Everything from the line containing "Query: man's right hand" through the line containing "Query: pink striped dress shirt" should be repeated exactly, and nothing else from the data.

----

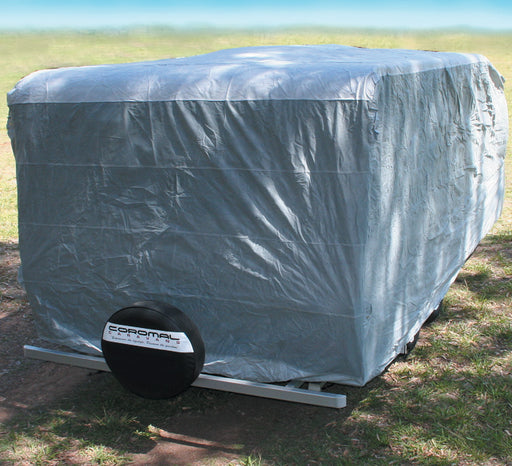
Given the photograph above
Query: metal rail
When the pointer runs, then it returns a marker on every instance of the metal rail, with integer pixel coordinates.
(290, 392)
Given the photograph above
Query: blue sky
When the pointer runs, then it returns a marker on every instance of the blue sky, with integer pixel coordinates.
(490, 14)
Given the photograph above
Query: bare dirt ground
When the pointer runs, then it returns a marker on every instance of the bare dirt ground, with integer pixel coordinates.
(232, 427)
(24, 384)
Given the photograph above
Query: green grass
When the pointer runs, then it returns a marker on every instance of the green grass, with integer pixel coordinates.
(449, 402)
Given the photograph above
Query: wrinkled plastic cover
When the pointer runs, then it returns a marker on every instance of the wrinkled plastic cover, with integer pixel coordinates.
(306, 206)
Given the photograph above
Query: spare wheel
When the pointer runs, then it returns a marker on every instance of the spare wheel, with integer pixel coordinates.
(153, 349)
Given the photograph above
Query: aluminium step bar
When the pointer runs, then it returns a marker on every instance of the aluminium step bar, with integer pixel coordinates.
(291, 392)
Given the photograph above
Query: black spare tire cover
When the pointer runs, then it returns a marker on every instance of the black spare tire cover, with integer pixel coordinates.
(153, 349)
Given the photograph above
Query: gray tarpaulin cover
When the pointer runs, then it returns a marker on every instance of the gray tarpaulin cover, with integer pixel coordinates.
(306, 206)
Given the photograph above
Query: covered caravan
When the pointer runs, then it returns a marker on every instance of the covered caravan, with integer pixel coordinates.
(307, 207)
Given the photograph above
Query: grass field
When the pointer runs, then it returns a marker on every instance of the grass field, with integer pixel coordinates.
(449, 402)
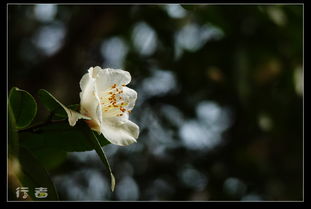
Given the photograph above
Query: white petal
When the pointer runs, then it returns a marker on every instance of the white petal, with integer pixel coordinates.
(130, 97)
(73, 116)
(89, 102)
(120, 131)
(105, 78)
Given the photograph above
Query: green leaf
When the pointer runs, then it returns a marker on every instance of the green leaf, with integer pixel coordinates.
(60, 136)
(50, 102)
(24, 107)
(13, 136)
(96, 144)
(35, 175)
(60, 113)
(50, 157)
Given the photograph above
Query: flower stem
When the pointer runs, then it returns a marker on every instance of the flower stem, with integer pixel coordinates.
(34, 128)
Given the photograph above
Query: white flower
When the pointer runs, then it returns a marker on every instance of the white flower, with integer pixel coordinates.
(107, 101)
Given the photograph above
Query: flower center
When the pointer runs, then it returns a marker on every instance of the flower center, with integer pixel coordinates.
(113, 101)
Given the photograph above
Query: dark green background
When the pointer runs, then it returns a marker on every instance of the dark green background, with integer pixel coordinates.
(218, 105)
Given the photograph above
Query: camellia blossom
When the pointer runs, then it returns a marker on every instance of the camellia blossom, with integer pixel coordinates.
(107, 101)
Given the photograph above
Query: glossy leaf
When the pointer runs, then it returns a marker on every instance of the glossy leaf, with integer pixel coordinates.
(12, 134)
(99, 150)
(60, 136)
(24, 107)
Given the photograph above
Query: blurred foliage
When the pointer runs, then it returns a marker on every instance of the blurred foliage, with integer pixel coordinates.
(241, 61)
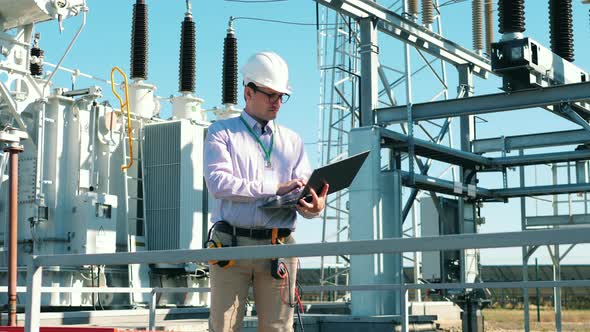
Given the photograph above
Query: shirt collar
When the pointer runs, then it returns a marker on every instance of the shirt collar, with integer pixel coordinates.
(254, 124)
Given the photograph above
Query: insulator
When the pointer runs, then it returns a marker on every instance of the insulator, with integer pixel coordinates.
(413, 7)
(37, 67)
(561, 28)
(511, 16)
(230, 69)
(427, 12)
(139, 41)
(477, 24)
(187, 66)
(489, 17)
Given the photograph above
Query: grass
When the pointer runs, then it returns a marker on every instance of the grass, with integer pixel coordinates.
(513, 320)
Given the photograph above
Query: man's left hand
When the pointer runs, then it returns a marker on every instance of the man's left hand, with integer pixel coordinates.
(316, 205)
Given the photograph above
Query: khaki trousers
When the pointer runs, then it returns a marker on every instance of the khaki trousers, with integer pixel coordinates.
(229, 290)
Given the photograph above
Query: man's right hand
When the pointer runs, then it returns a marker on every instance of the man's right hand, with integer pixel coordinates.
(289, 186)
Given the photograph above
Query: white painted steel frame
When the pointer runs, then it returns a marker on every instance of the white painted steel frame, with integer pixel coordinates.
(449, 242)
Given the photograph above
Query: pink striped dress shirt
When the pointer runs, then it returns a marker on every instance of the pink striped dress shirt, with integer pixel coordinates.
(237, 177)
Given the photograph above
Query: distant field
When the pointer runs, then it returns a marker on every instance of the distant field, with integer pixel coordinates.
(512, 320)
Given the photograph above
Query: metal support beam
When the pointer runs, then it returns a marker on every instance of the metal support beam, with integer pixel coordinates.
(540, 190)
(446, 187)
(12, 107)
(532, 141)
(369, 52)
(530, 98)
(33, 305)
(412, 33)
(542, 158)
(575, 219)
(434, 151)
(364, 247)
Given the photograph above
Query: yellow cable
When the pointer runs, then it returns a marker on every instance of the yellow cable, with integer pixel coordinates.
(124, 105)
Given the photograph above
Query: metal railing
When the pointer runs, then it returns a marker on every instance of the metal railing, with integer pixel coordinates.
(367, 247)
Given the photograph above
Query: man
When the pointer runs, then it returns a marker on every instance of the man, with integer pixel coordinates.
(249, 159)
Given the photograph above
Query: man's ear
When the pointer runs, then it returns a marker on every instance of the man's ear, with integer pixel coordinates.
(248, 93)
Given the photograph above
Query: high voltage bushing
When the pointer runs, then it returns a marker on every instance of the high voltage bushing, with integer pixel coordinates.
(561, 30)
(511, 16)
(187, 65)
(427, 12)
(36, 67)
(139, 41)
(477, 24)
(230, 69)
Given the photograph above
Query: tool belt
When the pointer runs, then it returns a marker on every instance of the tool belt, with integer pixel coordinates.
(254, 233)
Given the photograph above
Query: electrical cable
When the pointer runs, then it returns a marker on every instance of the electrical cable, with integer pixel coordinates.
(255, 1)
(283, 272)
(279, 21)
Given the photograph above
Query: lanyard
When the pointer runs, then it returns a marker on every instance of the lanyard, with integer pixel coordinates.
(268, 152)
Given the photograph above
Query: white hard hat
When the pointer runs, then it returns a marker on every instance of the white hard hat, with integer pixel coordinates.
(267, 69)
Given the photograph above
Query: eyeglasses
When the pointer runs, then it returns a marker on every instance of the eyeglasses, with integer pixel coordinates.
(272, 97)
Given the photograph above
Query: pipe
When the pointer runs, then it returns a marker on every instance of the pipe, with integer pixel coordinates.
(84, 10)
(477, 24)
(13, 232)
(489, 18)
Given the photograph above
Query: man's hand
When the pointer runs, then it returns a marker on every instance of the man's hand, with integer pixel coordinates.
(287, 187)
(316, 205)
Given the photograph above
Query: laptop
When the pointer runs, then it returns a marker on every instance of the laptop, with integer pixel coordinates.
(338, 175)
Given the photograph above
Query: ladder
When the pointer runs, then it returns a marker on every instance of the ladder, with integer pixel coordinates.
(131, 140)
(135, 209)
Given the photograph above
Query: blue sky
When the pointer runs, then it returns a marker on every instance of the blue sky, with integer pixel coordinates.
(105, 42)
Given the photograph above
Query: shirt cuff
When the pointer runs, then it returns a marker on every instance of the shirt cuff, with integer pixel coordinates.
(309, 215)
(269, 187)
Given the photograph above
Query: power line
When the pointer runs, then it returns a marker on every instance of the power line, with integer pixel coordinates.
(255, 1)
(277, 21)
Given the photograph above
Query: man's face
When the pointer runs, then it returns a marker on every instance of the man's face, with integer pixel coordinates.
(262, 102)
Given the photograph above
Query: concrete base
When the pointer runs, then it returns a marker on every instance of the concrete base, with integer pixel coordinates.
(447, 311)
(195, 320)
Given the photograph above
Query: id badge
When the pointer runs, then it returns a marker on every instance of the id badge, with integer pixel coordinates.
(269, 173)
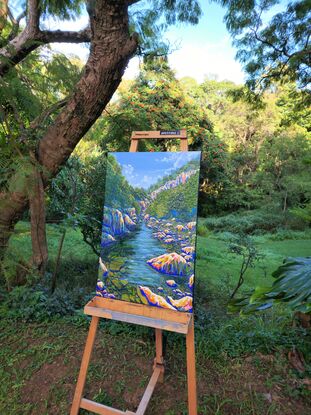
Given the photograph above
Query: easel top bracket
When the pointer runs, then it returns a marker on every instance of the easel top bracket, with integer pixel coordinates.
(166, 134)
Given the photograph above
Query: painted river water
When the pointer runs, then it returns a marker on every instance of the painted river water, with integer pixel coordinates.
(128, 260)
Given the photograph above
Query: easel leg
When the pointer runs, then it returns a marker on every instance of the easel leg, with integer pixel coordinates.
(191, 371)
(159, 361)
(84, 366)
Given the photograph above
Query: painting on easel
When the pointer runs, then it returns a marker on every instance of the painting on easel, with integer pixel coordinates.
(149, 229)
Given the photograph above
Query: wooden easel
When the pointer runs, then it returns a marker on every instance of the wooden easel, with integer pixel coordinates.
(145, 315)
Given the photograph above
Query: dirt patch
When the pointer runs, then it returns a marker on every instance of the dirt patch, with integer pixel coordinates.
(121, 367)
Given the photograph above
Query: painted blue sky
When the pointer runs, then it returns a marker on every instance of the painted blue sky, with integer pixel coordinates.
(145, 169)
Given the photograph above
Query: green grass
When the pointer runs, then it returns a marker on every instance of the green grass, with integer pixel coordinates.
(217, 267)
(240, 360)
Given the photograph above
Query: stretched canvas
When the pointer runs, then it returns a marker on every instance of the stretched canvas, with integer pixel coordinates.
(149, 229)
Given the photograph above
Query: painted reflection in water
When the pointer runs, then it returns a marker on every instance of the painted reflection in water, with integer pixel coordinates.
(149, 229)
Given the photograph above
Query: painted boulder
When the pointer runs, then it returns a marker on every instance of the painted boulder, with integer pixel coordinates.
(171, 264)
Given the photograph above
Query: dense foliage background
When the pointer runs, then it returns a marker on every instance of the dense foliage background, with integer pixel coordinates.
(253, 285)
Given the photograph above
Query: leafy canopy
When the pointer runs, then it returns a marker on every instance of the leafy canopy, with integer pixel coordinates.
(274, 49)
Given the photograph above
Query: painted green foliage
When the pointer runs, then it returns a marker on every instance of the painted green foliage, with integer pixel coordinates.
(149, 229)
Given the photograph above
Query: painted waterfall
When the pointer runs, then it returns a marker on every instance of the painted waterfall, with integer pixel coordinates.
(149, 229)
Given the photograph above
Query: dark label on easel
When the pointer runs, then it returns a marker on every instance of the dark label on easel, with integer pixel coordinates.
(170, 132)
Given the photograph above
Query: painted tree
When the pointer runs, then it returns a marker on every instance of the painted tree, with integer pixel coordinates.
(113, 41)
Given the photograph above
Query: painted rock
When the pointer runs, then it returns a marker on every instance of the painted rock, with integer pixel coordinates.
(171, 263)
(155, 300)
(168, 240)
(107, 239)
(191, 225)
(182, 304)
(103, 267)
(191, 281)
(171, 283)
(129, 223)
(189, 250)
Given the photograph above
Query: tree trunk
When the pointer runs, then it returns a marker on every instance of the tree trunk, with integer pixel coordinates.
(111, 48)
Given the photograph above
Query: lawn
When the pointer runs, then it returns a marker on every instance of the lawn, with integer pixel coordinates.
(242, 362)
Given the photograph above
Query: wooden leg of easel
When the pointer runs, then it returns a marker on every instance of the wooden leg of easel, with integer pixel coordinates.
(191, 372)
(84, 366)
(159, 361)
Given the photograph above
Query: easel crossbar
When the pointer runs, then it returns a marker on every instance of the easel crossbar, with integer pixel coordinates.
(139, 314)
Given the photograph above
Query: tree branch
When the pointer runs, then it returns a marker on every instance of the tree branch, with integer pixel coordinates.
(29, 40)
(49, 36)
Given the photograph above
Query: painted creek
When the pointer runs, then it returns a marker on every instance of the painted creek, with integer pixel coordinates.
(128, 258)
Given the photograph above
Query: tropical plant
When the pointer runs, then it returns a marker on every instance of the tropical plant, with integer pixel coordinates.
(292, 286)
(244, 247)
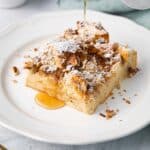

----

__Expected answer__:
Query: man's right hand
When the pointer runs, then it returns a marker on every instance of the man's right hand, with integer pixel coordinates.
(289, 186)
Given the photograph above
Query: white painted steel frame
When the pointer runs, then it returns a marker on every instance of the white painted steel frame, with integer pixel coordinates.
(449, 242)
Given the photograph above
Query: pink striped dress shirt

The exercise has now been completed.